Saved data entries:
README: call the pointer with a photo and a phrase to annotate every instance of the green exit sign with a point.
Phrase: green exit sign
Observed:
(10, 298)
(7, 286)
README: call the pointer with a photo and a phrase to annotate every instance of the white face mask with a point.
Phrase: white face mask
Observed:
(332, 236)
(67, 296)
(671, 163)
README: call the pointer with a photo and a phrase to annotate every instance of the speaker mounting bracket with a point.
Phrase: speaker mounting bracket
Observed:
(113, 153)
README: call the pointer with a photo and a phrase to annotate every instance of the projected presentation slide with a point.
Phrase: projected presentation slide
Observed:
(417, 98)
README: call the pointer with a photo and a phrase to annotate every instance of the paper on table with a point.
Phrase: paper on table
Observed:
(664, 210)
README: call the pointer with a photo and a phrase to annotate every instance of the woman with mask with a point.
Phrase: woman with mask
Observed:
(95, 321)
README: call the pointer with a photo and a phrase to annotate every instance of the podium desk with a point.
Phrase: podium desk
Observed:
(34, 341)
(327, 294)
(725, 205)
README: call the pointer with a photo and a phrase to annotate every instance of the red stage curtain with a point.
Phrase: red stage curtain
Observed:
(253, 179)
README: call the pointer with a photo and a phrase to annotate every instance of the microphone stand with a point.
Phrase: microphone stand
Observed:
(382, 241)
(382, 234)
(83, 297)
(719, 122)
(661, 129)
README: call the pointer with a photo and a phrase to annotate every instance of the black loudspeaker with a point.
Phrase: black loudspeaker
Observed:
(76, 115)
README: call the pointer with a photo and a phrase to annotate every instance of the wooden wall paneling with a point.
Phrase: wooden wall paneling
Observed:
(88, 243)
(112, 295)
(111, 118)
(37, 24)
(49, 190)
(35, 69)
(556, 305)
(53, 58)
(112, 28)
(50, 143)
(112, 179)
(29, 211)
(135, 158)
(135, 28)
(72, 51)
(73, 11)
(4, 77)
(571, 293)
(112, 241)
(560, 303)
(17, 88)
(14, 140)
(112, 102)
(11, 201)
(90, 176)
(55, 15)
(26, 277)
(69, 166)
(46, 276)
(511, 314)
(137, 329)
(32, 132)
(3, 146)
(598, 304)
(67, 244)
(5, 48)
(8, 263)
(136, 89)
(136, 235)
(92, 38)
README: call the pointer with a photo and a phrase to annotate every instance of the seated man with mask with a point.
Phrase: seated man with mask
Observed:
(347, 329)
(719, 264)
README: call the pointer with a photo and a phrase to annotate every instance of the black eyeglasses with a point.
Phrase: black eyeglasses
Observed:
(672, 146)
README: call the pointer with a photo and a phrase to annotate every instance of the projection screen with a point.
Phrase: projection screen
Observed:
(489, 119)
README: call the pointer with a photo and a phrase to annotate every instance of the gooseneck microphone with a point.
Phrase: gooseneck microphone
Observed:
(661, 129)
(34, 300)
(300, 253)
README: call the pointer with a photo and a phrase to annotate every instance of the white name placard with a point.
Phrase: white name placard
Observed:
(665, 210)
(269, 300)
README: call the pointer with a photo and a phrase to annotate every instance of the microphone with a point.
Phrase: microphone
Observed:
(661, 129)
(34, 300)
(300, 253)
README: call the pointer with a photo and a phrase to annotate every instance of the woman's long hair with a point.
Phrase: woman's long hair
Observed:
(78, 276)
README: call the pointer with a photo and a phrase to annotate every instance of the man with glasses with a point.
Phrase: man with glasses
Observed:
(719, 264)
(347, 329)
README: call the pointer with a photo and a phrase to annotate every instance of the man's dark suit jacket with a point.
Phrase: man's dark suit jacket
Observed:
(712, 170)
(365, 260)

EXERCISE GOAL: Quote each line of the listing above exactly.

FULL SOLUTION:
README: call the pointer with a photo and a phrase to annotate every instance of the green exit sign with a point.
Phrase: green exit sign
Observed:
(10, 298)
(7, 286)
README: call the pointer with a photo and a phrase to annotate every instance of the white face mask with a point.
Phrase: white face mask
Observed:
(332, 236)
(67, 296)
(671, 163)
README: call the pointer with a photo and a phrase to annotate every instance of the speaker mounting bracket with a point.
Phrase: speaker mounting bracket
Observed:
(113, 153)
README: call the pointer with a photo and a phrase to annotate every instance of the projected presentation slide with a point.
Phrase: projected presentation slide
Observed:
(417, 98)
README: call the pointer with a photo and a phrase to annotate every instance of the paper on table with a point.
Phrase: paper on table
Observed:
(664, 210)
README: call the pointer with a photo and a phrase to annotate every instance of the woman with mask with a point.
Phrase: woman with mask
Observed:
(95, 321)
README: call the pointer with a photo and a phrase to annotate every instance of the podium desk with a point.
Phrase: podium desk
Observed:
(34, 341)
(327, 294)
(725, 205)
README: call the pointer with a photo and a phrase to annotate every instance of the red stage curtain with a point.
Phrase: red stage curtain
Observed:
(253, 179)
README: call the pointer with a photo and a phrase to annotate every instance of the microphone stand with a point.
Phrase: microphone stand
Observed:
(382, 241)
(382, 234)
(83, 297)
(719, 122)
(661, 129)
README: call the pointer with a photo and a phrase to annotate every instance of the black loudspeaker with a point.
Phrase: black loudspeaker
Observed:
(76, 115)
README: call the pointer with a photo and a phrase to annotate every instance of the wooden wall paneling with a point.
Phrase: wooden wall paneling
Observed:
(88, 243)
(112, 295)
(111, 118)
(37, 24)
(49, 190)
(35, 69)
(556, 305)
(53, 58)
(112, 28)
(50, 143)
(112, 179)
(29, 211)
(135, 158)
(135, 28)
(72, 51)
(73, 11)
(4, 77)
(571, 293)
(112, 241)
(560, 303)
(17, 88)
(14, 140)
(112, 102)
(11, 201)
(90, 176)
(55, 15)
(26, 277)
(69, 166)
(46, 276)
(511, 314)
(137, 329)
(32, 132)
(3, 146)
(598, 304)
(67, 244)
(5, 48)
(8, 263)
(136, 89)
(136, 235)
(92, 38)
README: call the pointer with a photo and a phrase to annotate every instance of the seated man with mask with a point.
Phrase: seated man with mask
Observed:
(347, 329)
(719, 264)
README: call the pointer with a photo and a phrase to annotate every instance of the black eyeglasses with a point.
Phrase: black eyeglasses
Observed:
(672, 146)
README: call the pointer with a photo and a phrase to annotate every instance of the projection screen with a point.
Phrase: projection screen
Observed:
(489, 119)
README: call the pointer with a photo and a phrase to annotate every instance of the gooseneck microphone with a point.
Phrase: gooseneck microphone
Observed:
(661, 129)
(34, 300)
(300, 253)
README: call the pointer with a photo and a phrase to annotate every instance of the white name placard with a point.
Phrase: white name placard
Observed:
(665, 210)
(269, 300)
README: call the pointer with a photo and a phrase to annotate every instance of the microphone with a point.
Phrase: microphone
Observed:
(661, 129)
(34, 300)
(300, 253)
README: call the pointer with a photo and a phrase to annotate every instance of the woman's long hair with a point.
Phrase: woman's long hair
Observed:
(78, 276)
README: call the pointer with a photo and a phrase to annotate every instance of the man with glasses with a point.
Phrase: man with glasses
Observed:
(719, 264)
(347, 329)
README: call the pointer with a photo and a phrase to annotate every instance of the man's dark suit jacket with a point.
Phrase: man's dark suit jacket
Observed:
(712, 170)
(365, 260)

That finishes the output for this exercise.